*Problem description*.
Can you gather every line in the records below that contains the string "cloth" and copy each of those lines out in full?

** BEGIN Dataset records **

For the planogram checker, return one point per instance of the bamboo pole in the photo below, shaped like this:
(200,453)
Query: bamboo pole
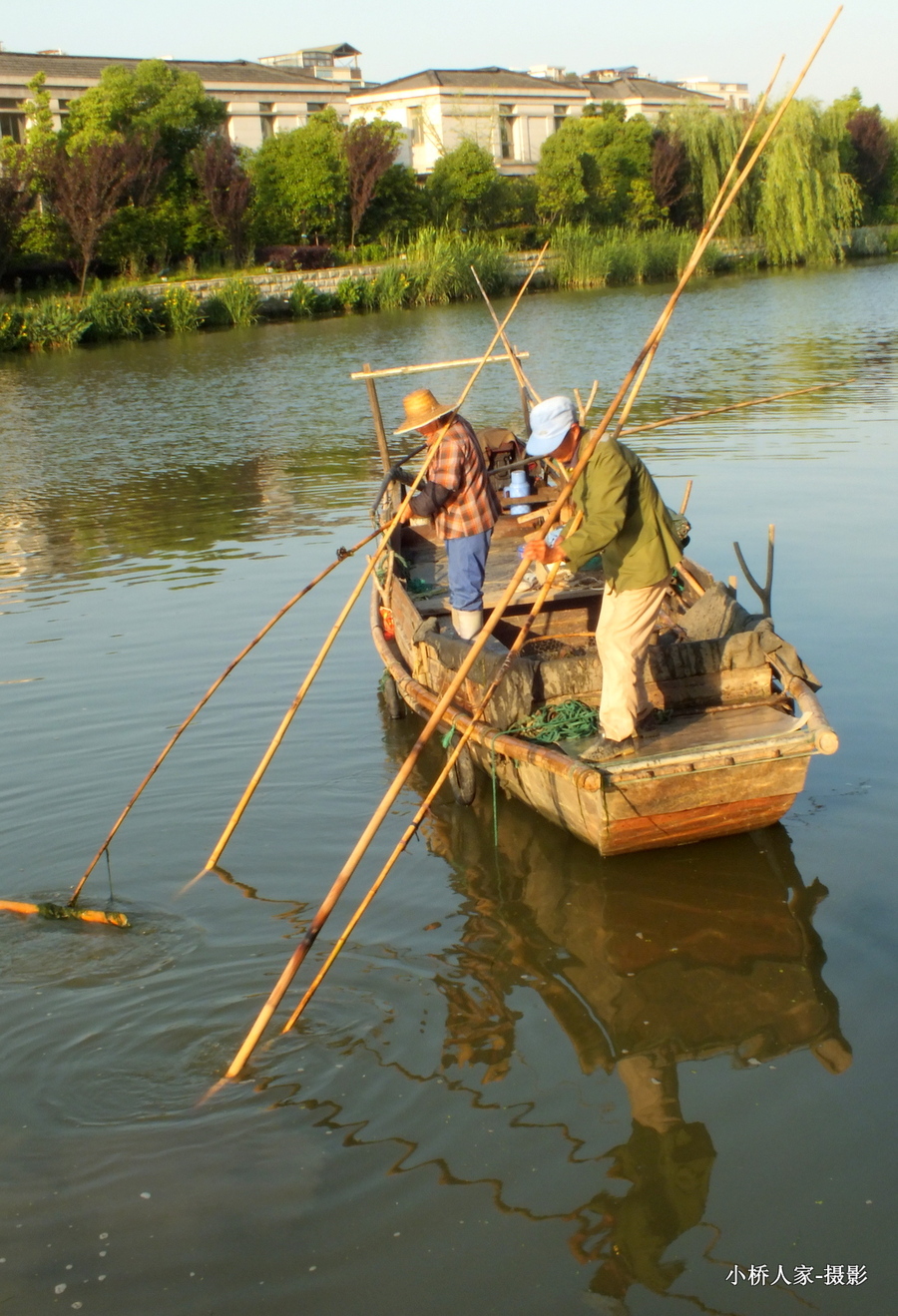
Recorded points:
(379,433)
(526,386)
(585,411)
(725,198)
(316,666)
(433,365)
(719,411)
(520,639)
(341,557)
(491,622)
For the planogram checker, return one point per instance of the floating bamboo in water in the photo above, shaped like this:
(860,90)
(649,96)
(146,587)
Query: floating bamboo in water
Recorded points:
(387,532)
(48,910)
(341,557)
(520,639)
(491,622)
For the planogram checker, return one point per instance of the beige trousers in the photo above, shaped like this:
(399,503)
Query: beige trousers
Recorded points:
(622,639)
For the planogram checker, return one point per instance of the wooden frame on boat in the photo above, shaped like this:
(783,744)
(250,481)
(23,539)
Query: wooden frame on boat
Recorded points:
(732,758)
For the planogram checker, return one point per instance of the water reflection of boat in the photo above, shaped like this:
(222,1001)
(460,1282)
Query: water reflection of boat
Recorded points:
(732,757)
(642,970)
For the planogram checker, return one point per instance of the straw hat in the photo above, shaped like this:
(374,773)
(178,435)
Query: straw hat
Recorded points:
(420,408)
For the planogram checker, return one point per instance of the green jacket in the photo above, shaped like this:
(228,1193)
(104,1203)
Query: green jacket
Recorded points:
(625,520)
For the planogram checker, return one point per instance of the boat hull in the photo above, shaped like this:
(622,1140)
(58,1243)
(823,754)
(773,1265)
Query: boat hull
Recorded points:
(717,790)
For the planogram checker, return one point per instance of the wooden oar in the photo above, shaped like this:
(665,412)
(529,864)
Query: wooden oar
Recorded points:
(313,670)
(491,622)
(341,557)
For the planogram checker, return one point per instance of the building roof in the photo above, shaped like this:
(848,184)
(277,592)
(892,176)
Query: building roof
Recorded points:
(340,52)
(644,89)
(25,65)
(489,79)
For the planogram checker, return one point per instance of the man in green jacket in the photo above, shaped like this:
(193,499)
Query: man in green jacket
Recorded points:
(625,520)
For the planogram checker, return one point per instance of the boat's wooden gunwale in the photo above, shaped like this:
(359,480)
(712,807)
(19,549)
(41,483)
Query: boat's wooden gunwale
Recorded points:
(684,796)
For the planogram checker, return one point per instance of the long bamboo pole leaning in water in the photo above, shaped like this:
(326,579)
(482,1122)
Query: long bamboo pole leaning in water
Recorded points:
(341,557)
(520,639)
(387,532)
(723,199)
(445,699)
(513,355)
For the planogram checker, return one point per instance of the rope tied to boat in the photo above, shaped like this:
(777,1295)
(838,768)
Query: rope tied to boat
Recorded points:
(555,722)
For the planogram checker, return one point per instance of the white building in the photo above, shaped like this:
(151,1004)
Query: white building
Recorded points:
(332,63)
(507,114)
(733,94)
(646,96)
(259,99)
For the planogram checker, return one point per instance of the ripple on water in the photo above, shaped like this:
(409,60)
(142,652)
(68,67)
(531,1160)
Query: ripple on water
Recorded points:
(82,954)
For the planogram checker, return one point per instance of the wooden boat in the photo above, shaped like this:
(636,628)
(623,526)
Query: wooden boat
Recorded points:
(742,718)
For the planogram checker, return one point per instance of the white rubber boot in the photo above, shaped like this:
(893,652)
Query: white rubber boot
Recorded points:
(468,624)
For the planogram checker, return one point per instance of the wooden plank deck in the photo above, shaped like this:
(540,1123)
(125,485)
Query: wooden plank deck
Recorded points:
(429,564)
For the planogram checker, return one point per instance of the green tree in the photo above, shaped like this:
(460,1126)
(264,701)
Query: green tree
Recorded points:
(152,102)
(370,151)
(398,209)
(16,198)
(589,169)
(464,189)
(300,182)
(709,140)
(806,199)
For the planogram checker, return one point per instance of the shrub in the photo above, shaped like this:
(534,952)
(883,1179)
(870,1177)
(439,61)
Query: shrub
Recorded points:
(296,256)
(352,293)
(440,264)
(394,288)
(301,299)
(120,313)
(13,333)
(54,324)
(304,300)
(590,259)
(235,303)
(180,310)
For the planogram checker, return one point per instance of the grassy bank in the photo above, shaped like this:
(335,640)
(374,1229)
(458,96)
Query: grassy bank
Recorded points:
(435,268)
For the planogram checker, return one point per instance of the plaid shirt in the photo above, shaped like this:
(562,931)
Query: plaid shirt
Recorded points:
(460,466)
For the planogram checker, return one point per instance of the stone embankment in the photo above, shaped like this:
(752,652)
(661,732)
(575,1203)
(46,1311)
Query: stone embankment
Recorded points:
(278,285)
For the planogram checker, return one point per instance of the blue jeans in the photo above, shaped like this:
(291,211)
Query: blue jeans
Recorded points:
(466,570)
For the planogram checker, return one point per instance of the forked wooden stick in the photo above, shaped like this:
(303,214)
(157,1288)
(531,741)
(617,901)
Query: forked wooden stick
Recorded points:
(477,645)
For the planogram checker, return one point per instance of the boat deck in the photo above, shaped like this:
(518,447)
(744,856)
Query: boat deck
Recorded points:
(700,730)
(429,564)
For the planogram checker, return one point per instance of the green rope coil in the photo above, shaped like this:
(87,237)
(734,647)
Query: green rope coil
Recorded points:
(555,722)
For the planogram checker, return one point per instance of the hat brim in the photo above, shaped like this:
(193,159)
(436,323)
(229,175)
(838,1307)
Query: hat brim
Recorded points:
(425,420)
(540,445)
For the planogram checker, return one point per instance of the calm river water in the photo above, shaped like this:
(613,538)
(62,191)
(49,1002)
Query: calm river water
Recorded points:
(452,1128)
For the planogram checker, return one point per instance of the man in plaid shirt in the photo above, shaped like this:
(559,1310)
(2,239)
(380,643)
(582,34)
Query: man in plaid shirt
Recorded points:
(460,499)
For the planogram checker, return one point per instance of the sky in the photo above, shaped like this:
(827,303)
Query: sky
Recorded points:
(731,42)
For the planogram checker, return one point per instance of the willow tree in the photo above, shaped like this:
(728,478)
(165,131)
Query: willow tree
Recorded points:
(806,201)
(709,140)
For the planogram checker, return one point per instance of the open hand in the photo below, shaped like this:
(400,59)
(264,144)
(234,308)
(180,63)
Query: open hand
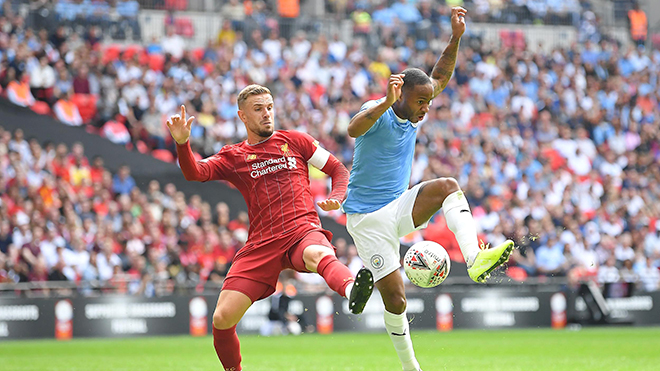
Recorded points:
(180,127)
(329,205)
(458,21)
(394,88)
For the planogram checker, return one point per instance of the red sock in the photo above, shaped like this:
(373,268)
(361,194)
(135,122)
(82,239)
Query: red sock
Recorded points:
(228,348)
(335,274)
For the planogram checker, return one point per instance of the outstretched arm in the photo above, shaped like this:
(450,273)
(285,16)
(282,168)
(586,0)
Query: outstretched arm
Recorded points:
(445,65)
(329,164)
(180,131)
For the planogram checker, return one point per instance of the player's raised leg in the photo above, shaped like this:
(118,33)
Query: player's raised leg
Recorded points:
(230,308)
(393,294)
(445,193)
(321,259)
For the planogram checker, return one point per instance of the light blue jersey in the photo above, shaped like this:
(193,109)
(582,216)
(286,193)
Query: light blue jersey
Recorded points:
(382,162)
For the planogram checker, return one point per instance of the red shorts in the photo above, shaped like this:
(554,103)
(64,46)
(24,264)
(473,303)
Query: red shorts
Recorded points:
(256,268)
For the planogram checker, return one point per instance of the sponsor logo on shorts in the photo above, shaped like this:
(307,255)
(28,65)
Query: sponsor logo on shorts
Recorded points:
(377,261)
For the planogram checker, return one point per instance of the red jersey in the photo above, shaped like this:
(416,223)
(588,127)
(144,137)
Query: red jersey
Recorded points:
(273,177)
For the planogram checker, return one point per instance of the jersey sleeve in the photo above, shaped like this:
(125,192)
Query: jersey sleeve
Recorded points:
(219,164)
(378,122)
(215,167)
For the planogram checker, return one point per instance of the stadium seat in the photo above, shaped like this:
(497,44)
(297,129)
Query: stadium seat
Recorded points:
(41,108)
(111,53)
(516,274)
(176,4)
(86,104)
(184,27)
(141,147)
(156,62)
(198,54)
(131,51)
(655,40)
(163,155)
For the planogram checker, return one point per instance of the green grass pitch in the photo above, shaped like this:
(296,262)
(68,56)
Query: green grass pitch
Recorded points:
(588,349)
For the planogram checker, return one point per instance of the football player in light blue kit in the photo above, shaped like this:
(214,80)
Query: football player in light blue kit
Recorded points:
(379,206)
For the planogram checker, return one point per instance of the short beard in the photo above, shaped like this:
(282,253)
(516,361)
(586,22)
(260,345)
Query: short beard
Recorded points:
(265,133)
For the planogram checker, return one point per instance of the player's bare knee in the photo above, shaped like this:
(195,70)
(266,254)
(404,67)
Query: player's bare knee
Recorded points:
(221,320)
(444,187)
(313,256)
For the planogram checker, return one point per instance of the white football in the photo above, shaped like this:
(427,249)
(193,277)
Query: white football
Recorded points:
(426,264)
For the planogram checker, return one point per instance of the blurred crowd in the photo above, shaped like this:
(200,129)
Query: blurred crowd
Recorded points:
(558,148)
(64,217)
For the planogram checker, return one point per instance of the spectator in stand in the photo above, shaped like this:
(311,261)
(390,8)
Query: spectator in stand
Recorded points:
(42,80)
(81,81)
(638,24)
(173,44)
(66,111)
(18,91)
(123,183)
(128,10)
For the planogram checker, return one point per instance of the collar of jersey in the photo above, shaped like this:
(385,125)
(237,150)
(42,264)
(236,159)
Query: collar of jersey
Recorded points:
(403,121)
(265,140)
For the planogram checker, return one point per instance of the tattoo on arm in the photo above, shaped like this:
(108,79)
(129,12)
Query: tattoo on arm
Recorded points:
(444,68)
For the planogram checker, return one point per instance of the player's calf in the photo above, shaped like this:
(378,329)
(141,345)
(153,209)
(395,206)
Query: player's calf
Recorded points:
(360,291)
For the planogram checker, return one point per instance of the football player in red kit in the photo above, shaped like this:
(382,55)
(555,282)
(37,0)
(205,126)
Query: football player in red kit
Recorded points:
(270,170)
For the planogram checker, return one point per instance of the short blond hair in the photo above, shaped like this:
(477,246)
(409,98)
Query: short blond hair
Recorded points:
(251,90)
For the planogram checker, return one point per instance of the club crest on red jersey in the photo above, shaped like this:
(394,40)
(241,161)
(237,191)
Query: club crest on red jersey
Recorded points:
(285,149)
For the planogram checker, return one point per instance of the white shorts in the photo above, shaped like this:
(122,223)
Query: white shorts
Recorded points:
(376,234)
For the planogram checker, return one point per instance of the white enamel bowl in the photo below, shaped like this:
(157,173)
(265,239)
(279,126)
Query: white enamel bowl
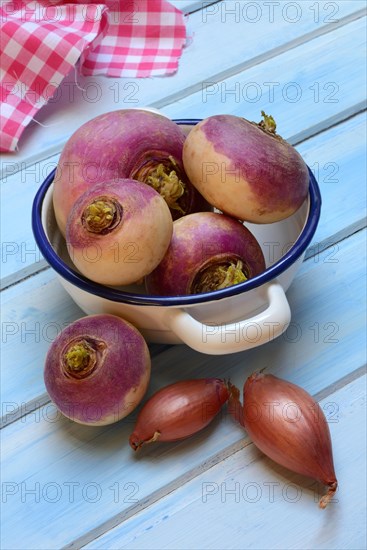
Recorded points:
(225,321)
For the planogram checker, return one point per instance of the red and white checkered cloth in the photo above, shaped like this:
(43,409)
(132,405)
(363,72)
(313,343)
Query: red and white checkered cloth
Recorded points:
(41,41)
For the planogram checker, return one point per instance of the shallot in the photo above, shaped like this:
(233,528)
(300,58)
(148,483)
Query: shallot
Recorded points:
(287,425)
(179,410)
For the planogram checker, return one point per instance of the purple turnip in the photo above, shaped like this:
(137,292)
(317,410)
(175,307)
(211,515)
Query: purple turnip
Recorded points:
(245,169)
(208,251)
(97,369)
(128,143)
(118,232)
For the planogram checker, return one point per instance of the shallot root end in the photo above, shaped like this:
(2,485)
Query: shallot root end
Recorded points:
(324,501)
(137,444)
(235,407)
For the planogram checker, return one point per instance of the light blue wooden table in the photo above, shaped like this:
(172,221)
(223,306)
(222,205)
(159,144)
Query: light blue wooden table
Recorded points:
(68,486)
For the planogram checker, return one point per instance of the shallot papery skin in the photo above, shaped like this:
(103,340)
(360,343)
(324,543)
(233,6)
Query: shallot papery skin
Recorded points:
(289,426)
(97,369)
(126,143)
(179,410)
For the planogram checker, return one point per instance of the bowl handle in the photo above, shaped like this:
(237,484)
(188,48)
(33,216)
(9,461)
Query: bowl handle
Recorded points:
(215,339)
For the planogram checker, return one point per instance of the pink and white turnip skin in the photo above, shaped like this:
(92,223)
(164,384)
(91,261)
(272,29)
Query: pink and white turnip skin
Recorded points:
(128,143)
(245,169)
(97,369)
(118,232)
(208,251)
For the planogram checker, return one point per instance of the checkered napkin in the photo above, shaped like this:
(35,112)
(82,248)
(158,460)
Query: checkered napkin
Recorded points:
(41,41)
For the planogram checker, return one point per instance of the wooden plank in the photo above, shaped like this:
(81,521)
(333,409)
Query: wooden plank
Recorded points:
(301,94)
(42,302)
(247,501)
(47,453)
(31,320)
(81,98)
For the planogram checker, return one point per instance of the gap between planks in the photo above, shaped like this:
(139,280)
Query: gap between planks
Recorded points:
(195,472)
(296,139)
(261,58)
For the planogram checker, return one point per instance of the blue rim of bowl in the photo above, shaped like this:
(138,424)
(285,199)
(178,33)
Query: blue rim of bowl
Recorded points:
(117,295)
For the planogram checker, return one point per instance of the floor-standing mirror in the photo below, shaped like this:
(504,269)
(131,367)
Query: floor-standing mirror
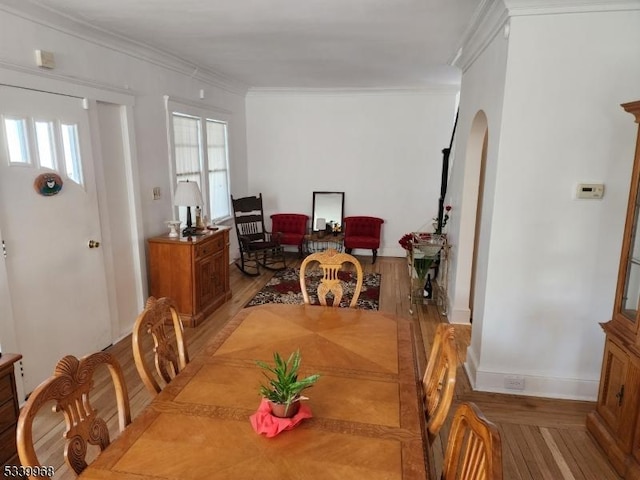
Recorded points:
(327,207)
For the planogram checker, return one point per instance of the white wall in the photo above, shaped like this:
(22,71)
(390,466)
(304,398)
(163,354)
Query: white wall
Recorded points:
(548,264)
(92,64)
(383,149)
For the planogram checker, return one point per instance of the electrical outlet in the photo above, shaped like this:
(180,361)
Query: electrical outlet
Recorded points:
(514,382)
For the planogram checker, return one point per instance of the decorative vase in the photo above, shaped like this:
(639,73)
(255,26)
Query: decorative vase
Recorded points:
(280,410)
(174,228)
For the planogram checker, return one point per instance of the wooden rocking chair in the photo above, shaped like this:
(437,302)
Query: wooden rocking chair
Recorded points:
(257,246)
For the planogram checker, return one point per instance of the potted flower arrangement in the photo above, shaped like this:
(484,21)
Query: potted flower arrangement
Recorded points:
(284,389)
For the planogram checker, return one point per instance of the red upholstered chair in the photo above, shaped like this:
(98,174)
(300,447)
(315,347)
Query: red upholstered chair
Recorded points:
(362,232)
(290,228)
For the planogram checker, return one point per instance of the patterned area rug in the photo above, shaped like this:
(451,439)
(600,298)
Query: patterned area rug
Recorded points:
(284,287)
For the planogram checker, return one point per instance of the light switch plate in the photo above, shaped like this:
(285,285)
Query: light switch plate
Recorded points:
(590,190)
(45,59)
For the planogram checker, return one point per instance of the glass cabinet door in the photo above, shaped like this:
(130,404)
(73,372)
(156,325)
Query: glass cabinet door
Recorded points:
(631,291)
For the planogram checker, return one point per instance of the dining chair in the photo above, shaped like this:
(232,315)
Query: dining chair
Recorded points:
(474,448)
(439,379)
(69,388)
(170,353)
(258,247)
(331,262)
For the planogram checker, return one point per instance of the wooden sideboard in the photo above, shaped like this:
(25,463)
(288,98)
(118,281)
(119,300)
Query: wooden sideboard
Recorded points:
(9,410)
(615,423)
(193,271)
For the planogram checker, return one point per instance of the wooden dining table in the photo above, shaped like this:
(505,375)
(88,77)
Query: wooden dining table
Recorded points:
(367,423)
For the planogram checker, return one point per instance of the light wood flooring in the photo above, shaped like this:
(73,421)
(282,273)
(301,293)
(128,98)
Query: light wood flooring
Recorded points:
(541,438)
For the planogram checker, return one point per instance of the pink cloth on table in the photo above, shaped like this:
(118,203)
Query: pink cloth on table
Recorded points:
(263,422)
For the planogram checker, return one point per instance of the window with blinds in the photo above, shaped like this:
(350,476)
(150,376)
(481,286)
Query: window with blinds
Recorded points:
(208,167)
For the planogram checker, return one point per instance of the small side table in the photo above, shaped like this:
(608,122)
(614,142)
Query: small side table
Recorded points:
(320,241)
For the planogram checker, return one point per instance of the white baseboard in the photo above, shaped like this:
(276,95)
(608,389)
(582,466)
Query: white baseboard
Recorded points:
(534,386)
(460,316)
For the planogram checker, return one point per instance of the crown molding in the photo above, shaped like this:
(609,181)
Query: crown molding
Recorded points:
(338,92)
(549,7)
(488,21)
(492,16)
(42,15)
(33,77)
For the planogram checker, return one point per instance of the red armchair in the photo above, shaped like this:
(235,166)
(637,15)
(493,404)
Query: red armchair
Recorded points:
(290,228)
(362,232)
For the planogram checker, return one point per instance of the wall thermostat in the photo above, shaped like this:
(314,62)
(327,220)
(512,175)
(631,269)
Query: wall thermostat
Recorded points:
(590,190)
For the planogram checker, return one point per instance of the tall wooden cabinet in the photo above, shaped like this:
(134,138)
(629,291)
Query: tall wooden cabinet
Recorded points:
(615,423)
(193,271)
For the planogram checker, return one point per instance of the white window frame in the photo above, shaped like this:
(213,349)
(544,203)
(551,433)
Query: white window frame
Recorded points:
(204,114)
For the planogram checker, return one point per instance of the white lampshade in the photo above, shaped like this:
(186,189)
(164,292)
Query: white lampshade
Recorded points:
(187,194)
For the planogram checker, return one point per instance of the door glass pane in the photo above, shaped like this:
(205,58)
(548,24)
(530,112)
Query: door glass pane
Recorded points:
(632,279)
(16,134)
(71,151)
(44,141)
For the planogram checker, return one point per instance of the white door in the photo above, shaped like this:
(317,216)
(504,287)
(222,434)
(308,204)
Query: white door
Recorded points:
(57,284)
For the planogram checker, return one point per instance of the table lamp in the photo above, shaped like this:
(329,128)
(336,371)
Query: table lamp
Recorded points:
(188,195)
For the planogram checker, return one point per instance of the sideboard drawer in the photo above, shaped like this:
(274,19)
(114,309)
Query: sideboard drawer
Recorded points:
(6,388)
(208,248)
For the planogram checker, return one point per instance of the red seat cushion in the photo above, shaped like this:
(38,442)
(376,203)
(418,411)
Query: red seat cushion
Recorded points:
(362,232)
(290,228)
(361,242)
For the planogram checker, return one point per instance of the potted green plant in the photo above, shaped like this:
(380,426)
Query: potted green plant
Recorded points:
(284,388)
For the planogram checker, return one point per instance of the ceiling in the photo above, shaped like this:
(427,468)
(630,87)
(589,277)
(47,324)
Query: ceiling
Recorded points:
(295,43)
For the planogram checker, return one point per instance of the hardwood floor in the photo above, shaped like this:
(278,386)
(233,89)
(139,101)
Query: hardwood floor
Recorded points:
(541,438)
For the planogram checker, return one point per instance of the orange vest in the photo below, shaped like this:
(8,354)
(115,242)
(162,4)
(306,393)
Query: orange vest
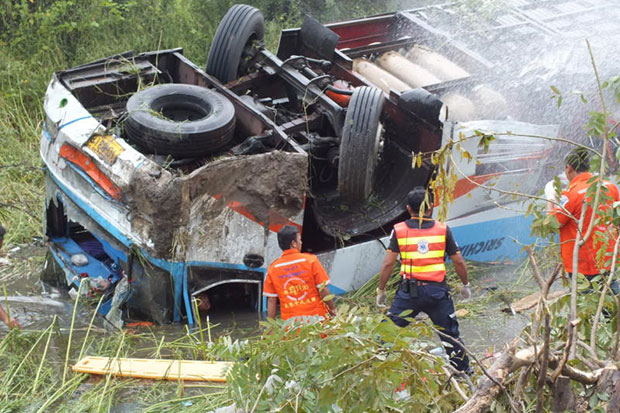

** END Dataset records **

*Exercise response*.
For the planogram checker, return one point per instance of the red and white checkered cloth in the photo above, shaped like this:
Query: red and white checkered cloth
For the planogram checker, return one point per instance of the pink cloth on table in the photo above, shaped like this:
Query: pink cloth on table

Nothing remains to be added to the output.